• _Task directions_
Can you rewrite every line of the entries below as a numbered list, skipping any blank lines?

• _Object point labels_
● ● ● ● ● ● ●
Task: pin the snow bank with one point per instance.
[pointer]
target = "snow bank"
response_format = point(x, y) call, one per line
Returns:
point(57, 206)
● ● ● ● ● ● ●
• _Answer to the problem_
1. Task: pin the snow bank with one point per instance.
2. [pointer]
3. target = "snow bank"
4. response_format = point(x, y) call, one per line
5. Returns:
6. point(57, 206)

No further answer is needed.